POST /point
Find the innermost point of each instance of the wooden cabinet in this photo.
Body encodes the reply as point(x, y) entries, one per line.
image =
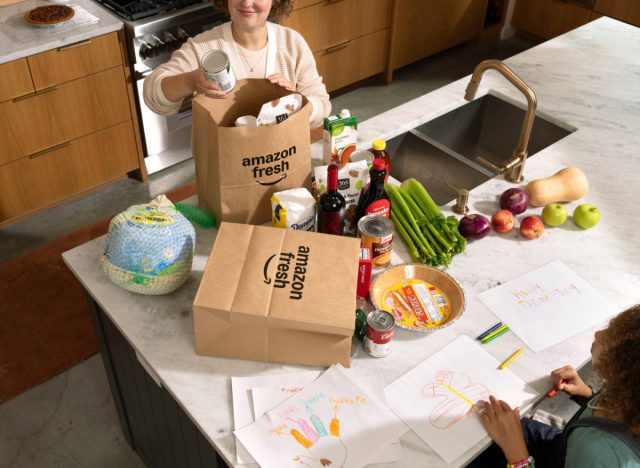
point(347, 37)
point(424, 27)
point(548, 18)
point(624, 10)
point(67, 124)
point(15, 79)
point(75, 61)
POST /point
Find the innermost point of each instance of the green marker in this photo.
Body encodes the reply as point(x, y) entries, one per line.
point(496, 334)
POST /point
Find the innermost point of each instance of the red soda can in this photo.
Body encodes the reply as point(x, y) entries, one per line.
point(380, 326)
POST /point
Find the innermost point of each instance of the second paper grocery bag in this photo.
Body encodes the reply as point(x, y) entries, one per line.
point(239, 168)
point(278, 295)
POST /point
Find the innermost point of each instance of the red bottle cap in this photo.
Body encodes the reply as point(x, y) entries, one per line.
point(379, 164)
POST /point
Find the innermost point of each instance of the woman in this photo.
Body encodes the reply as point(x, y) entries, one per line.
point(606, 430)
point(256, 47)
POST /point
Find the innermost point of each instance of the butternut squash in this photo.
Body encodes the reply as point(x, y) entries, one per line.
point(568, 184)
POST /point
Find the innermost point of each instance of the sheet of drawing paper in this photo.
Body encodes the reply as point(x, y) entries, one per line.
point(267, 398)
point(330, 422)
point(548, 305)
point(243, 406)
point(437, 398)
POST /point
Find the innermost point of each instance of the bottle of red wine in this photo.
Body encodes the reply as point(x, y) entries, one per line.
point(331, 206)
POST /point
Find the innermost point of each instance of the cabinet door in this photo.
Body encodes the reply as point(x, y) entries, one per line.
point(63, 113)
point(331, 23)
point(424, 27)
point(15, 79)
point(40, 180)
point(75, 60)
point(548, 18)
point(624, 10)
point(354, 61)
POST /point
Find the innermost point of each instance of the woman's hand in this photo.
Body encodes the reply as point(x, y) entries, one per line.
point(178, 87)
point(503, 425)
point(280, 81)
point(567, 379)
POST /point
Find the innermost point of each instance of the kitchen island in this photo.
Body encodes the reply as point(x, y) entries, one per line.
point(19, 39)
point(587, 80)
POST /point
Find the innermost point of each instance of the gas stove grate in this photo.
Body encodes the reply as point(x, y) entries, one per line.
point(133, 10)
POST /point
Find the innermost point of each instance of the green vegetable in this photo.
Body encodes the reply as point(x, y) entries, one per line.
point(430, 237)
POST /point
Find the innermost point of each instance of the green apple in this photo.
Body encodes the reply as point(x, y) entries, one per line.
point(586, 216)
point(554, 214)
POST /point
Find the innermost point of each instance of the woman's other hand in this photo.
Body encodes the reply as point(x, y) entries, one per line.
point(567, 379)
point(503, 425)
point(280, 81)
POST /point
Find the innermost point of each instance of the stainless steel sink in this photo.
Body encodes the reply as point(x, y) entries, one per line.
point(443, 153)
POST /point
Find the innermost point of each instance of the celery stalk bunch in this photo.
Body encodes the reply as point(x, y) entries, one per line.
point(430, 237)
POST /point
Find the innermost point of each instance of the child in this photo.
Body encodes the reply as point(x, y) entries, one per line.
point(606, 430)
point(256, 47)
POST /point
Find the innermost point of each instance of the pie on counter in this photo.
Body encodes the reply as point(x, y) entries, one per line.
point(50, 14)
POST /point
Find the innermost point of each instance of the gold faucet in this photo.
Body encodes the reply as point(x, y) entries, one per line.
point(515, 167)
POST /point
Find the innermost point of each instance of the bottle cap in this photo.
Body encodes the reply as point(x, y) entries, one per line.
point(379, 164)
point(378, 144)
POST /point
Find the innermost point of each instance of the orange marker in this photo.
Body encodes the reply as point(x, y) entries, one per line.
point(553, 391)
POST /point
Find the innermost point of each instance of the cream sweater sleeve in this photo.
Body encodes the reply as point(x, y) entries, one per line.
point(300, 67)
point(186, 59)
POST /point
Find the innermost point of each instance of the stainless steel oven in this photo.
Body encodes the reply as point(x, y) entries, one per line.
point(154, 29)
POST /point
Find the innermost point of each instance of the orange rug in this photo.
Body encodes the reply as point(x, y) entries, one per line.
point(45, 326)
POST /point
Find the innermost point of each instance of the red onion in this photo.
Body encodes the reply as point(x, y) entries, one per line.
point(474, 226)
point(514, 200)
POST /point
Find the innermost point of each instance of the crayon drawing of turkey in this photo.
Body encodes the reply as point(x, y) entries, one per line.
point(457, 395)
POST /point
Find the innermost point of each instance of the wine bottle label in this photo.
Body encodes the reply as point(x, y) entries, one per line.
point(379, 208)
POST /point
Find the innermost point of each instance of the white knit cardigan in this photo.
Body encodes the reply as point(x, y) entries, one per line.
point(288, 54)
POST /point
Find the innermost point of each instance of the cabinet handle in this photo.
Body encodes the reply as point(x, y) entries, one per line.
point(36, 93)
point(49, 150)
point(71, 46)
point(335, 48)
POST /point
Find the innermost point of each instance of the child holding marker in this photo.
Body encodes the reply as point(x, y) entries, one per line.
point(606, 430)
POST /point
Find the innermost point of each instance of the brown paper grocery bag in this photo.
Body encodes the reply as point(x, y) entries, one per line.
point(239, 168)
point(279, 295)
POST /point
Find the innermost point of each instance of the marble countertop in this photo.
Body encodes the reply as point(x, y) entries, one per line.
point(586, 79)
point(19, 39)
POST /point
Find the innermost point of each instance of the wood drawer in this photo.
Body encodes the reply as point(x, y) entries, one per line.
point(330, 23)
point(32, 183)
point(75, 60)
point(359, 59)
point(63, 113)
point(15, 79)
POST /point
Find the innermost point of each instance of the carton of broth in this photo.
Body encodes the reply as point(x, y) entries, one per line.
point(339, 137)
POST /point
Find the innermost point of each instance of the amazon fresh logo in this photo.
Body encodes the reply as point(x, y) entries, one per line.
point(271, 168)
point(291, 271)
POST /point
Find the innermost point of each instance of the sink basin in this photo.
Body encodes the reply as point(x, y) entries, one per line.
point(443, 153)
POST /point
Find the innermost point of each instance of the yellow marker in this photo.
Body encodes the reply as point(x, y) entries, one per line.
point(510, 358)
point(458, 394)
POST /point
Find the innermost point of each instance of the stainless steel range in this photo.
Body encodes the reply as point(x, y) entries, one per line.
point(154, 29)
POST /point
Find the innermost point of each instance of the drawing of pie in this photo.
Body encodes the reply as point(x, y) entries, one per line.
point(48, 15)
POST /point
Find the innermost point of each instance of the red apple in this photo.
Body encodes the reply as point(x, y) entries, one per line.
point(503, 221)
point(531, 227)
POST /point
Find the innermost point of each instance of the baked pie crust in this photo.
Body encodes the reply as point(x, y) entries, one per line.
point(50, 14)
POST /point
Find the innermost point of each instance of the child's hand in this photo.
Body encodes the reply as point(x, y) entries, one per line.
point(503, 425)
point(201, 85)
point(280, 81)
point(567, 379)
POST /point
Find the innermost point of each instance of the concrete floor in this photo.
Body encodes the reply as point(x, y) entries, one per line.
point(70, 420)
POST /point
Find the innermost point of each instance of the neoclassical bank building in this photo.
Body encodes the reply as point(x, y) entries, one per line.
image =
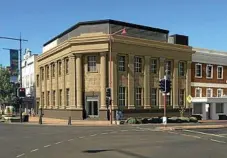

+ + + + + + +

Copy out every line of the items above word for word, but leave out the pictures.

POST /point
Find the innermost point of each instance of the wooden cabinet in this photo.
Body encodes the reply as point(x, y) entries, one per line.
image =
point(347, 37)
point(424, 27)
point(548, 18)
point(624, 10)
point(67, 124)
point(15, 79)
point(75, 61)
POST /point
Find the innermost point of each instance of the green marker in this photo.
Body encodes the reply as point(x, y) entries, one per line.
point(496, 334)
POST /point
Find the innermost point of each instance of the red soda can in this photo.
Body encodes the reply as point(x, y) entries, one per line.
point(380, 326)
POST /point
Find the innermost point of each instance of the second paper grocery bag in this photo.
Body encodes the reply as point(x, y) entries, one per line.
point(239, 168)
point(278, 295)
POST /point
Find the innermost point of each instance of the red bottle cap in this photo.
Body encodes the reply as point(x, y) entries, one per line.
point(379, 164)
POST /point
Find the innermost point of each instance of the woman in this photo.
Body encodes the reply as point(x, y) entries, one per line.
point(606, 430)
point(256, 47)
POST /point
Find the innermost point of each instance of the butternut squash in this photo.
Body encodes the reply as point(x, y) entries, one per line.
point(568, 184)
POST /point
Find the innermost point of each instance of the sheet of drawing paper in this photo.
Body encodes the reply as point(x, y) entries, one per line.
point(267, 398)
point(330, 422)
point(548, 305)
point(243, 406)
point(437, 398)
POST /point
Find the innermost point of each instance of the bottle of red wine in this photo.
Body encodes the reply as point(x, y) entries, one per line.
point(331, 206)
POST /point
Find the innermost point of each instance of the cabinet door in this photo.
Body encodes the reply as point(x, y) entries, one per line.
point(63, 113)
point(331, 23)
point(424, 27)
point(15, 79)
point(40, 180)
point(75, 60)
point(548, 18)
point(624, 10)
point(354, 61)
POST /point
Find the innermost point of each instance of the woman's hand in this photo.
Body encodes the reply as point(x, y) entries, one per line.
point(178, 87)
point(503, 425)
point(280, 81)
point(567, 379)
POST /point
Find the innermost point of each instance of the kitchen island in this photo.
Body encodes the reply as point(x, y) entries, one per line.
point(19, 39)
point(587, 80)
POST /point
Find the innermost point of each instance of the gas stove grate in this photo.
Body encodes the reply as point(x, y) entries, one per line.
point(133, 10)
POST /point
Find the innermost point of each instance of the green vegetable in this photo.
Body encodes the reply as point(x, y) entries, one per line.
point(430, 237)
POST /point
Find the innermost point of each instance of the green apple in this photo.
Body encodes the reply as point(x, y) entries, one per line.
point(586, 216)
point(554, 214)
POST /point
Find the innermost point of each instance of the woman's other hand in this photo.
Body encodes the reply as point(x, y) entries, one per line.
point(567, 379)
point(503, 425)
point(280, 81)
POST /point
Find the innermost point of each instance of the stainless steel sink in this photo.
Body encodes the reply as point(x, y) entries, one per line.
point(443, 153)
POST /point
Find the innermost point of each instance of the celery stalk bunch in this photo.
Body encodes the reply as point(x, y) entries, one per line.
point(430, 237)
POST /point
Find the innermost point of each instance of the child in this photo.
Body encodes the reply as point(x, y) entries, one per line.
point(606, 430)
point(256, 47)
POST /point
Find the innermost point of each instance of the pie on counter in this photo.
Body encodes the reply as point(x, y) entries, one per line.
point(50, 14)
POST /point
Find the innermost point of each instance of the gold faucet in this photo.
Body encodes the reply as point(x, y) entries, one per line.
point(515, 167)
POST /point
Find the innermost point of each instance of the bottle cap in this photo.
Body encodes the reply as point(x, y) entries, one per line.
point(379, 164)
point(378, 144)
POST /point
Find the innermost point of each instance of the orange marker in this photo.
Body encodes the reply as point(x, y) entries, one per line.
point(553, 391)
POST /point
Find the innermost point of each instance of the cream sweater sleeve in this photo.
Body encodes the reply as point(x, y) entries, one per line.
point(300, 67)
point(186, 59)
POST /point
Find the innermost point of each instance of the stainless steel oven in this photo.
Body encodes the reply as point(x, y) entries, one per line.
point(154, 29)
POST /point
Find the innermost point of each instance of the orange rug in this photo.
Body encodes the reply as point(x, y) entries, one per line.
point(45, 326)
POST /point
Find the innermost point of each instance of the red onion in this photo.
Body encodes the reply as point(x, y) entries, one per line.
point(474, 226)
point(514, 200)
POST /point
Find the innermost point of each instance of the crayon drawing of turkey in this photo.
Body encodes the reply as point(x, y) entries, one per line.
point(457, 395)
POST /point
Find the innermost point of each instance of the wine bottle label in this photo.
Body encodes the reply as point(x, y) entries, one per line.
point(379, 208)
POST /point
Find the innermost point of each instance of the white knit cardigan in this photo.
Body encodes the reply as point(x, y) entries, one per line.
point(288, 54)
POST /point
Find the innermost point of each instance of the cabinet handle in this photo.
Body encodes the reply as point(x, y) entries, one per line.
point(36, 93)
point(49, 150)
point(71, 46)
point(335, 48)
POST /point
Find the innermost point of each instance of the child holding marker in this photo.
Body encodes the reply as point(x, y) entries, one per line.
point(606, 430)
POST /point
Find the innermost point of each instance of the brown paper grocery bag in this photo.
Body encodes the reply as point(x, y) entries, one per line.
point(239, 168)
point(279, 295)
POST /point
Find the innermost point of each instance of the marble countertop in this photo.
Body encodes the reply as point(x, y) entries, one per line.
point(586, 79)
point(19, 39)
POST /point
Find the innermost point of each instance of the wood drawer in this photo.
Body encodes the reply as point(x, y) entries, one per line.
point(330, 23)
point(32, 183)
point(75, 60)
point(359, 59)
point(63, 113)
point(15, 79)
POST /point
Find the innermost point of each instance of the carton of broth in this photo.
Body encodes the reply as point(x, y) entries, one per line.
point(339, 137)
POST /point
Find the innermost point of each instance of the amazon fresh logo in this photo.
Body encodes the reply as point(x, y) entries, one per line.
point(271, 168)
point(291, 271)
POST /point
Find the innermost point of each instance of the sink basin in this photo.
Body encodes the reply as point(x, y) entries, one per line.
point(443, 153)
POST /point
Find the innermost point of each instance of the yellow marker in this photo.
Body encodes the reply as point(x, y) entries, one per line.
point(510, 358)
point(458, 394)
POST /point
Find the innermost point of each instance of the stainless steel range in this photo.
Body encodes the reply as point(x, y) entries, one per line.
point(154, 29)
POST /point
Find the innermost point of each instance of the drawing of pie in this photo.
Body encodes the reply as point(x, y) entries, one per line.
point(48, 15)
POST /point
Find the innermost point of each instance of the red apple in this photo.
Body encodes the reply as point(x, y) entries, one per line.
point(503, 221)
point(531, 227)
POST /point
Find the innermost point of each instance of the baked pie crust in this photo.
Body encodes the reply as point(x, y) entries, one per line.
point(50, 14)
POST /point
Find the innermost point of each instance of the child's hand in this photo.
Body encodes the reply as point(x, y) entries, one per line.
point(503, 425)
point(201, 85)
point(280, 81)
point(567, 379)
POST /point
Find the innermost point of each instance of the concrete floor in this photo.
Body encodes the reply as point(x, y) entries, one per line.
point(70, 420)
POST /point
Find the innermost point of each instance of the neoclassical bank building in this photo.
Body encodes the reply as point(x, y) entries, one per line.
image =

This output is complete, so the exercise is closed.